** start TEXT **

All is not well for Ruth, as we might have guessed.  Her widowed father has a lady friend, Mrs Holland (reaching here "Holland" might evoke, in 1932, a very bland place, far from Paris). Mrs Holland has come to take her to tea at a fancy department store.  Ruth brings her two friends.  We never learn what Mrs Holland looks like, how she met Ruth's father, her first name or her life history.  Ruth seems her and her father as to elderly for serious romance.

The tea is a classic of repressed emotion, Mrs Holland, you can tell, wishes it was just her and Ruth.  Ruth, it seems to me brought her friends along to prevent Mrs Holland from broaching the idea of her marrying Ruth's father.  Mrs Holland sees the girls as "cold little Canadians".  Now I wondered could Mrs Holland actually be an American?  As the story closed the head mistress asks Mrs Holland if the girls thanked her for tea.

"She laid her cold pink hand on Mrs. Holland’s for a moment, then withdrew it, perplexed by the wince, the recoil. “One forgets how much it can mean at that age, a treat on a rainy day.” “Perhaps that’s the answer,” Mrs. Holland said. The headmistress sensed that things were out of hand, but she had no desire to be involved; perhaps the three had been noisy, had overeaten. She smiled with such vague good manners that Mrs. Holland was released and could go."

The last paragraph masterfully, in a subdued denouement perfectly closing "Thanks for the Lovely Tea" takes us deeply into the zeitgeist of proper Canadians in 1930.



I have been reading short stories by Mavis Gallant (born Montreal 1922, died Paris, 2014) since 2013.  I was delighted when a blogger I have happily followed for years, Buried in Print, announced they would be reading and posting on her many short stories (116 published in The New Yorker alone) on a weekly basis.   I have on my E Reader The Collected Short Short Stories of Mavis Gallant (contains per Gallant about half of her stories) so I decided to try to read along with Buried in Print's weekly schedule as much as I might.

Recently I was delighted to find a collection of sixteen of sixteen mostly set in Canada short stories by Gallant,Home Truths for sale in Kindle format for $1.95. it is now back up to $9.95.  Buried in Print has just reached these stories so I will be reading along on all these works.



Mel u

2 comments:

Buried In Print said...

I'm so pleased you were able to find a bargain copy of Mavis Gallant's Home Truths. This is one of the first collections of hers which I read, so you will see how she made me fall in love with her! (Also, a lot of these stories are shorter, closer to 20 pages than 30, so hopefully it will be more comfortable to read a story/week, as when they are very long, one can feel a little rushed, when her work pays such careful attention-to-detail.)

Mel u said...

Buried in Print. I am glad I can read along for 16 stories.

** end TEXT **
** start EXTRACTED INFORMATION **

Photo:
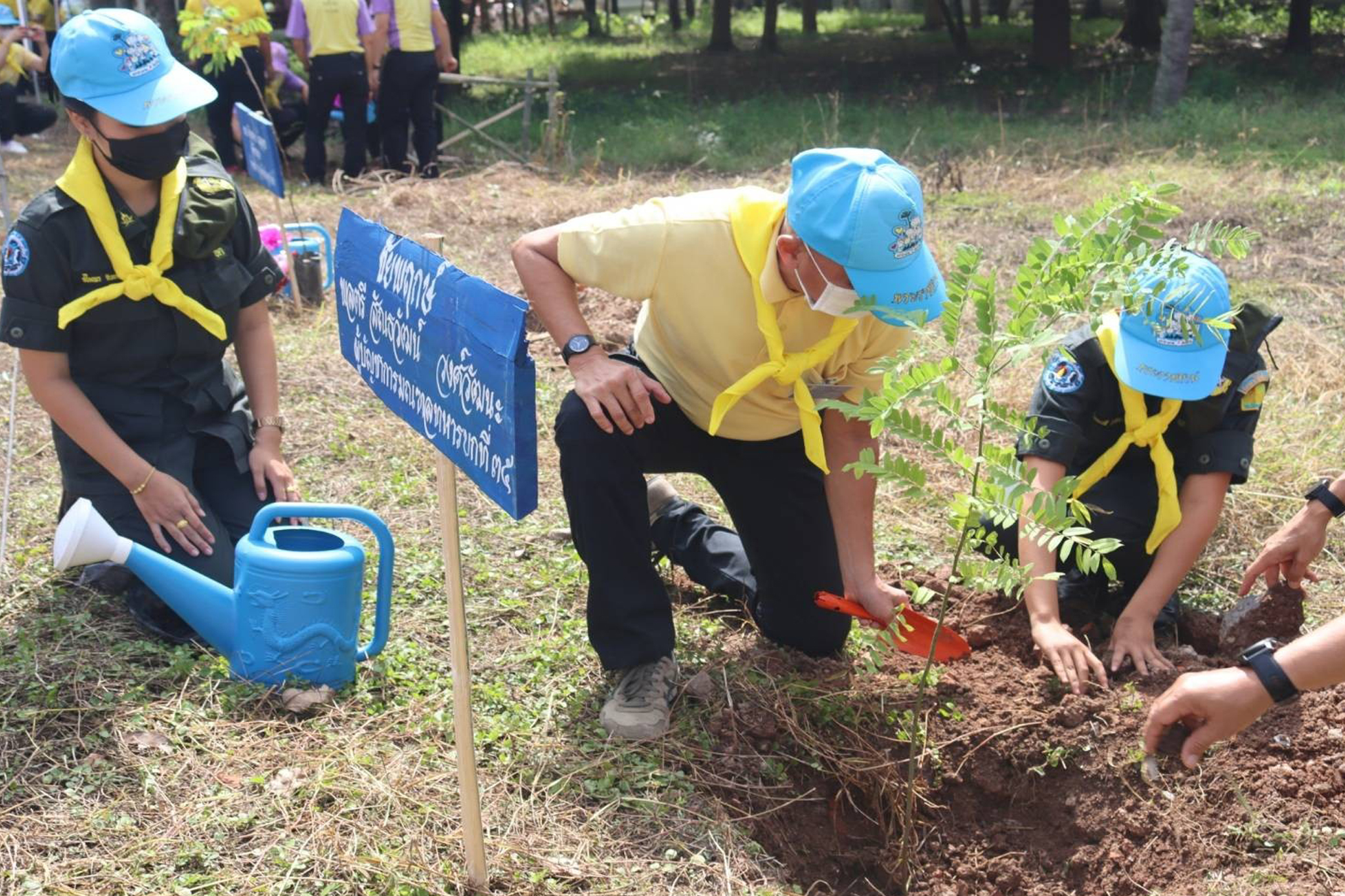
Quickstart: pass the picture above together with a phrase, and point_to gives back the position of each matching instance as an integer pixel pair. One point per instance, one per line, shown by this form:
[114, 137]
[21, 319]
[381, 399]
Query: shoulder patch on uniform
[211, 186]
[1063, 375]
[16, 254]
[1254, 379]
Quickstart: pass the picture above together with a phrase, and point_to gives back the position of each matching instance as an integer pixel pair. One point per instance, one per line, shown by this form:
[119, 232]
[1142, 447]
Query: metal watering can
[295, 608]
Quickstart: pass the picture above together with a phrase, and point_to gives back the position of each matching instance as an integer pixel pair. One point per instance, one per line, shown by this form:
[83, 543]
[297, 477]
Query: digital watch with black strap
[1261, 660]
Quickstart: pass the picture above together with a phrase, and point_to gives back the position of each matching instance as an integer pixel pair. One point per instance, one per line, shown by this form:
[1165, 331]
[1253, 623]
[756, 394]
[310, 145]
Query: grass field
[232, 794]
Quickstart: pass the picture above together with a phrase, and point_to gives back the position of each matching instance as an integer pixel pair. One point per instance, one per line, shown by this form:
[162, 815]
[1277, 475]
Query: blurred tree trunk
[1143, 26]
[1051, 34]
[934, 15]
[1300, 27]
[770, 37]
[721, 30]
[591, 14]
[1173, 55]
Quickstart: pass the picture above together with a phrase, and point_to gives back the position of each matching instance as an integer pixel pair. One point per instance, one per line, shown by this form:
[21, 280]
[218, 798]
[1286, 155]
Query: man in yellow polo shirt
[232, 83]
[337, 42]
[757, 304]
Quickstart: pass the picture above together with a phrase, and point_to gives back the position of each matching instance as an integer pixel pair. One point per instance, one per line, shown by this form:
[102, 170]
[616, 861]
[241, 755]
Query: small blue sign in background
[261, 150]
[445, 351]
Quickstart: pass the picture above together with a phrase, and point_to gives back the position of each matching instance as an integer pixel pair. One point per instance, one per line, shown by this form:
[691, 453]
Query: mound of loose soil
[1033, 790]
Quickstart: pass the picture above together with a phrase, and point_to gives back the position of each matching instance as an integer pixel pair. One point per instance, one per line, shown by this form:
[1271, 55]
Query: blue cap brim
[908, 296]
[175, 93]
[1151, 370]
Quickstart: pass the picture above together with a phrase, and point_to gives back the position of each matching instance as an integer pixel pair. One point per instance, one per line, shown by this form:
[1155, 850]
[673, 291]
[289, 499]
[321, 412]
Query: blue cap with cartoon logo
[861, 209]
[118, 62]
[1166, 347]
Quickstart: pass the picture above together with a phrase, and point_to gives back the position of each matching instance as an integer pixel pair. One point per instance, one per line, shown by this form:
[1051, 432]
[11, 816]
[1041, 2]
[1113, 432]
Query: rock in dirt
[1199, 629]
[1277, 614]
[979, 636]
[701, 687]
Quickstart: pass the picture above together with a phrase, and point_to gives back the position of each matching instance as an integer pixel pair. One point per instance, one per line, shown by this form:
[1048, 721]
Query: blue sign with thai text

** end EXTRACTED INFORMATION **

- **WHAT THE EXERCISE ASKS**
List every year that appears in the post about the Mavis Gallant story, in the order they appear. The listing is separate material from the post above it.

- **FINISHED EXERCISE**
1932, 1930, 1922, 2014, 2013